Please print each record exactly, omitting none of them.

-------- Exercise data --------

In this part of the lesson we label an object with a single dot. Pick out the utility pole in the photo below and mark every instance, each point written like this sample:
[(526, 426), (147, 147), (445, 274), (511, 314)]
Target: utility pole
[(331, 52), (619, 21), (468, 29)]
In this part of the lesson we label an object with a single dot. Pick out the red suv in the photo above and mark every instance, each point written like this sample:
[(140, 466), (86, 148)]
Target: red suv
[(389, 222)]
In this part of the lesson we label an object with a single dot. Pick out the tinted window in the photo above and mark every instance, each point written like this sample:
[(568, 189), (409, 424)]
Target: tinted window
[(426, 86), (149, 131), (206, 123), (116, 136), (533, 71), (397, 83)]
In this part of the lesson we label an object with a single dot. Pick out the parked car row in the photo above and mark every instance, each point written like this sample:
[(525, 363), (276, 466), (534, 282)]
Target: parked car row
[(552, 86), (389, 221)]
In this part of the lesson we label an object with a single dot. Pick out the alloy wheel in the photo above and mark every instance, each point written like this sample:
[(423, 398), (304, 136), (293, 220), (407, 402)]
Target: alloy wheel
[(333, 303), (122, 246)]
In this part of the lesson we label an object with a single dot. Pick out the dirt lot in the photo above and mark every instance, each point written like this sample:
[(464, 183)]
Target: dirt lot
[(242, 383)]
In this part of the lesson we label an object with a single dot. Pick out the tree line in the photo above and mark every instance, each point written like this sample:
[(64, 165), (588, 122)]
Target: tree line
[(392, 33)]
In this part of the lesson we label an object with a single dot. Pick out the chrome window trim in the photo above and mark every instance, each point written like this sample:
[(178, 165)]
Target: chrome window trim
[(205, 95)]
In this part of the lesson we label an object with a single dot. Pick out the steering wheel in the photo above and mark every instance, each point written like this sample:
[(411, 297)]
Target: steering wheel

--------

Answer below:
In this part of the lesson we label an object with a single dot. Pick out the utility pole in the photo below and mark every instance, each point written like this sample:
[(526, 426), (147, 147), (445, 274), (511, 314)]
Target: utility pole
[(331, 52), (619, 21), (468, 29)]
In this part of the lesson we label an object with a single dot. Pick out the red suv in the photo above and mark every instance, each point written like this sample:
[(140, 466), (86, 148)]
Target: red suv
[(389, 222)]
In this part of the lesson we label an object with a single dot. Pick out the tinted window in the photo above and mark every instance, each point written like this sample:
[(568, 189), (409, 424)]
Target: tinted window
[(426, 86), (149, 131), (206, 123), (116, 136), (533, 71), (397, 83)]
In this part of the lesson we label an object with a single dot. Pick out the parked car row in the photo above and mark every instance, each point written like this sample:
[(525, 363), (276, 466), (534, 282)]
Target: parked car row
[(552, 86), (389, 221)]
In this part of the lesson we label an object with a single dot. Pick out the alloy wheel in the photo above and mark every instance, each point written like this sample:
[(423, 398), (304, 136), (293, 220), (407, 402)]
Target: alloy wheel
[(333, 303), (122, 246)]
In this part of the lesson we label an object with a single dot. Pick out the dirt lot in the photo above and mark every instance, each point written like this sample:
[(464, 183)]
Target: dirt lot
[(242, 383)]
In this part of the lesson we label an object with a single dot. Pick out the tree line in the photo above and mark every instance, each point written like this sample:
[(64, 165), (588, 122)]
Target: tree line
[(392, 33)]
In this part of the lesson we label an object with a single dot. Pick out the chrome window trim in the photo above and mark every instance, each point written like this sample:
[(178, 165)]
Target: chrome window trim
[(205, 95)]
In this part of the lesson we label an object with a single dot. Pick out the steering wheel in the photo above and mark every instance, each point written like this sample:
[(411, 297)]
Target: steering wheel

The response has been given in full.